## CONSIGNE
Énumérez les opérations que l'extrait sur la rupture conventionnelle range parmi les « premiers mouvements de cette procédure ».

## EXTRAIT DU TEXTE
════════

La Cour de cassation poursuit, à l’occasion des contentieux qui lui sont présentés (et qui semblent accrus depuis quelques années), la consolidation prétorienne du régime de la rupture conventionnelle du contrat de travail à durée indéterminée, comme en témoigne l’arrêt ici signalé. La position de la Chambre sociale consiste à valider ce mode spécifique de résiliation à l’initiative conjointe de l’employeur et du salarié, quelle que soit la situation, sauf à ce que la procédure impérative des articles L.1237-11 et suivants du Code du travail soit formellement irrégulière, ou que la volonté du salarié ne soit entachée d’un vice ou déloyalement obtenue.

Ainsi lorsque le salarié n’a pas été assisté dans les premiers mouvements de cette procédure (négociation et conclusion de la convention de rupture, et formalisation du bordereau administratif), alors que l’employeur bénéficiait d’une assistance interne, la rupture ne peut être annulée que si le salarié démontre que son consentement n’a pas été librement donné. Attention tout de même à la lecture de cette décision publiée : si l’employeur n’établit pas que le salarié a été expressément informé de la possibilité d’être assisté durant tout le déroulement de l’opération, il prend le risque que le Juge n’admette aisément le vice du consentement salarial.

 

 

Cour de cassation, Chambre sociale, (pourvoi n° 18-10.901, publié au Bulletin)
(…)

════════

## MATÉRIEL FOURNI
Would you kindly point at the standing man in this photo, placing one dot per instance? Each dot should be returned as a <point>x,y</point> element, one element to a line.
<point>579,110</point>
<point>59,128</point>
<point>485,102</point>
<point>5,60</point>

════════

## RÉPONSE
- la négociation de la convention de rupture
- la conclusion de la convention de rupture
- la formalisation du bordereau administratif